# Atividade:
Copie na íntegra o excerto sobre a matéria de facto, sem lhe alterar nada.

# Excerto apresentado:
▼
A) Matéria de facto.
A factualidade a atender, fixada na 1.ª instância, é a seguinte:
1. A 1ª Requerente, enquanto grupo empresarial, dedica-se, assim, à atividade de investigação, produção e comercialização de novos medicamentos.
2. A 1ª Requerente investe, de forma regular, avultadas quantias com a investigação e desenvolvimento de novos produtos.
3. Atualmente o Grupo está entre as 10 maiores empresas farmacêuticas do mundo.
4. Com os seus produtos presentes em mais 150 Países, emprega mais de 81 mil pessoas.
5. Sendo um Grupo reconhecido pela sua capacidade de investigação e colocação no mercado de produtos inovadores, focando em áreas com significativas necessidades médicas, em particular tornou-se líder mundial em produtos inovadores para o cancro.
6. Ao longo dos anos, a capacidade inovadora do Grupo permitiu novas terapias para vários tipos de doenças, sendo que, enquanto inovador em produtos e serviços para a deteção, prevenção, diagnóstico e tratamento de doenças, o Grupo contribui, em larga escala, e em diferentes áreas, para a melhoria da saúde e das condições de vida das pessoas.
▲
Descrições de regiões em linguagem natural
▼
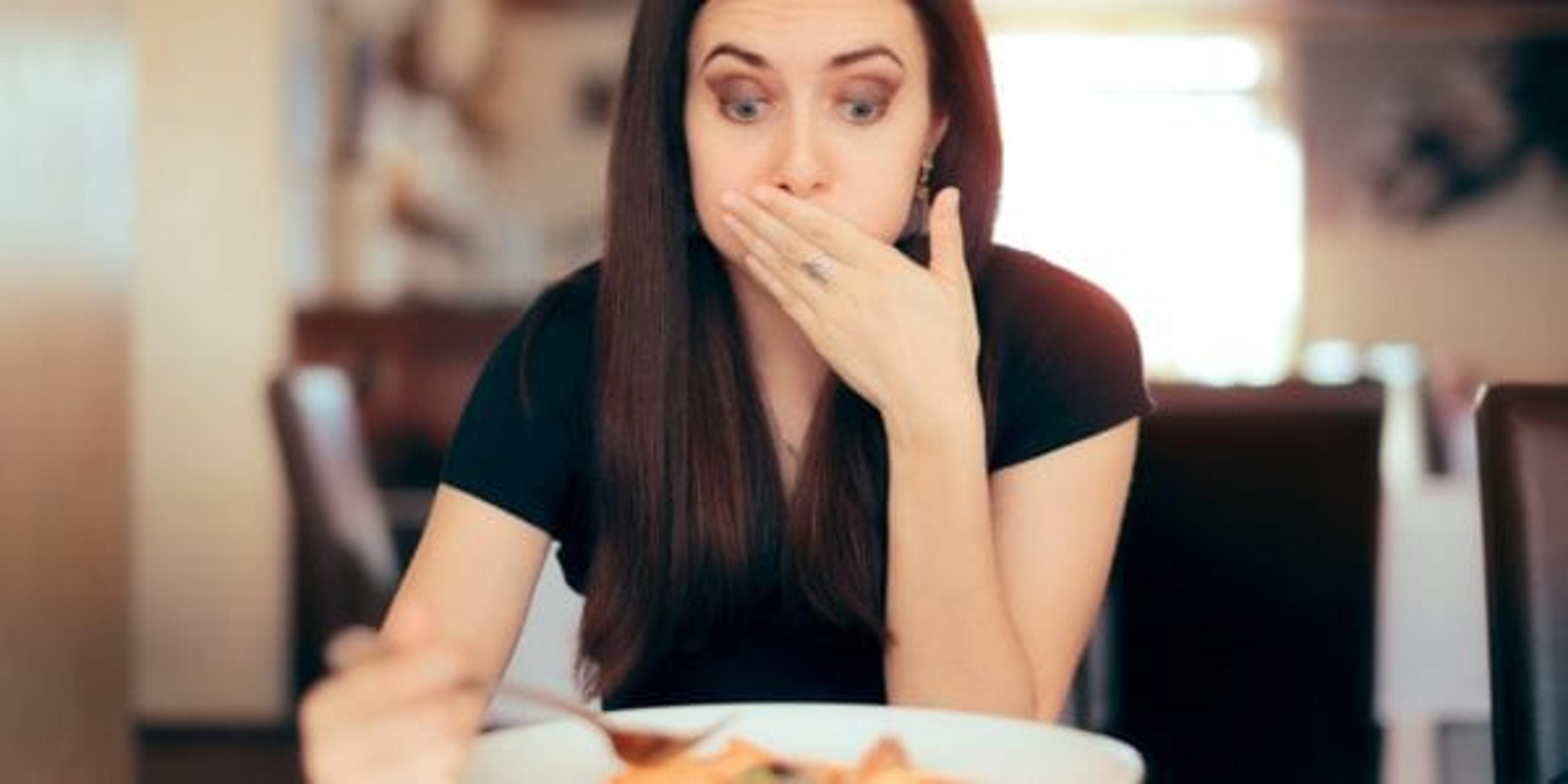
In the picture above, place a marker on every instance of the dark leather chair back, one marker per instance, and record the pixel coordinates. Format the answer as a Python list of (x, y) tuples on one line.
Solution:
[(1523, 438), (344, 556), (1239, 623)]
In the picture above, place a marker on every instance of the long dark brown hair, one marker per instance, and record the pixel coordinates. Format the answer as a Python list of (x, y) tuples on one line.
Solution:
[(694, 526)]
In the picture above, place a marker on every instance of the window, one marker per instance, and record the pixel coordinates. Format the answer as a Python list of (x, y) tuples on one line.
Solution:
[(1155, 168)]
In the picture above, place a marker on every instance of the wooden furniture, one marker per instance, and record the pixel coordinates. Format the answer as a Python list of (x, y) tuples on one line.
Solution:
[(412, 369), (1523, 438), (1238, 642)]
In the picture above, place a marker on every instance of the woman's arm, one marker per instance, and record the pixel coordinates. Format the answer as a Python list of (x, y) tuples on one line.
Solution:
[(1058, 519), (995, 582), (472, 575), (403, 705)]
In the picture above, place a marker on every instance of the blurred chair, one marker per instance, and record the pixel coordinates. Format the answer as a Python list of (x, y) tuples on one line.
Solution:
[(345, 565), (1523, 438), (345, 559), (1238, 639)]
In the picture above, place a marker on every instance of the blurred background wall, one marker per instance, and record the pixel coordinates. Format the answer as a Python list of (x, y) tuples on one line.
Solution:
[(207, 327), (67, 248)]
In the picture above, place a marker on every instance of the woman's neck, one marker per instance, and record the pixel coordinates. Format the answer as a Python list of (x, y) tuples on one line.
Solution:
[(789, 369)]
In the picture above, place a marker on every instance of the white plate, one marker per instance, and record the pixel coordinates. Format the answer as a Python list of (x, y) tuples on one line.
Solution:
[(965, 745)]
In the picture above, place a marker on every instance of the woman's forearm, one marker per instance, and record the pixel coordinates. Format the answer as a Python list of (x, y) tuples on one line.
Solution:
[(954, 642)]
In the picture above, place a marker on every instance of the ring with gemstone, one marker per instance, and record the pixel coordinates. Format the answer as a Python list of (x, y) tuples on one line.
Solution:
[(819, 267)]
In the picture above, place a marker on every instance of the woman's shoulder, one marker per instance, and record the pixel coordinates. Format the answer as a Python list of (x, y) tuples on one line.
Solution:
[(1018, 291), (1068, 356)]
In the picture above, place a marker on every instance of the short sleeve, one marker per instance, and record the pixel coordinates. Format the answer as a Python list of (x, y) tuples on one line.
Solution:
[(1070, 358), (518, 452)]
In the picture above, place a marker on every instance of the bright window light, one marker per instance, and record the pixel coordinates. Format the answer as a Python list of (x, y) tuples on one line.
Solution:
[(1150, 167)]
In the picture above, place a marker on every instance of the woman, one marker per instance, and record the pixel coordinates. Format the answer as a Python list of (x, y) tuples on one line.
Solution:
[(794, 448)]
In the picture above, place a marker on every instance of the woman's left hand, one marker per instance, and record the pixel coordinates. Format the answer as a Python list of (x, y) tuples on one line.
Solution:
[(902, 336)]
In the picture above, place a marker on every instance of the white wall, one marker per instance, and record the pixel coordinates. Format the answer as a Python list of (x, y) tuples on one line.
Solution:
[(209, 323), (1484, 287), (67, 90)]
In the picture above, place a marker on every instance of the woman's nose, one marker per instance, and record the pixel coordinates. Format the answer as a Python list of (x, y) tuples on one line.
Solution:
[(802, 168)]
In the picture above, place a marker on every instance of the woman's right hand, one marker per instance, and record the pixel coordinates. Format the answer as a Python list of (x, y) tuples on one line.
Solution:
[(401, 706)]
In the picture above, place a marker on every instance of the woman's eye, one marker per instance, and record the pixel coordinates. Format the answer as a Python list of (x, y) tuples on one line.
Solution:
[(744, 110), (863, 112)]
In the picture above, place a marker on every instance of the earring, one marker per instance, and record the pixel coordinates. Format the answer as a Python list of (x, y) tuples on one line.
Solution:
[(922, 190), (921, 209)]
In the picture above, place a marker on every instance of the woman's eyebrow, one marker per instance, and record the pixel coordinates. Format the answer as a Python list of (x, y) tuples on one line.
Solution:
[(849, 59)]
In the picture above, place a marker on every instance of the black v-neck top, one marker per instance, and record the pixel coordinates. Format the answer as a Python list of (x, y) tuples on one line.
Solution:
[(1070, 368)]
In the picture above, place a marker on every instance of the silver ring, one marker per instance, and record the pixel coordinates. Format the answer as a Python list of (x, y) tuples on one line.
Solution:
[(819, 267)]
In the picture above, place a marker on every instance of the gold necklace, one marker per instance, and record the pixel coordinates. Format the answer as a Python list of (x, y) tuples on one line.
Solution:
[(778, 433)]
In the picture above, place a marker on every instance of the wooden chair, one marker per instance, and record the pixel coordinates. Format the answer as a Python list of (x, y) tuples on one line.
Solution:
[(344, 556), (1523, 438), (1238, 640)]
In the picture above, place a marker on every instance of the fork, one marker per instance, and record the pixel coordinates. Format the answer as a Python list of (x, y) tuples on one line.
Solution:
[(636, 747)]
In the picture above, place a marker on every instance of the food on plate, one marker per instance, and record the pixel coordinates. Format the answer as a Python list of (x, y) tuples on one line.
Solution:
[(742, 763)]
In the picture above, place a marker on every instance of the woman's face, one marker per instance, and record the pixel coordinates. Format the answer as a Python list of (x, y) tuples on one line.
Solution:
▲
# Resultado do exercício:
A) Matéria de facto.
A factualidade a atender, fixada na 1.ª instância, é a seguinte:
1. A 1ª Requerente, enquanto grupo empresarial, dedica-se, assim, à atividade de investigação, produção e comercialização de novos medicamentos.
2. A 1ª Requerente investe, de forma regular, avultadas quantias com a investigação e desenvolvimento de novos produtos.
3. Atualmente o Grupo está entre as 10 maiores empresas farmacêuticas do mundo.
4. Com os seus produtos presentes em mais 150 Países, emprega mais de 81 mil pessoas.
5. Sendo um Grupo reconhecido pela sua capacidade de investigação e colocação no mercado de produtos inovadores, focando em áreas com significativas necessidades médicas, em particular tornou-se líder mundial em produtos inovadores para o cancro.
6. Ao longo dos anos, a capacidade inovadora do Grupo permitiu novas terapias para vários tipos de doenças, sendo que, enquanto inovador em produtos e serviços para a deteção, prevenção, diagnóstico e tratamento de doenças, o Grupo contribui, em larga escala, e em diferentes áreas, para a melhoria da saúde e das condições de vida das pessoas.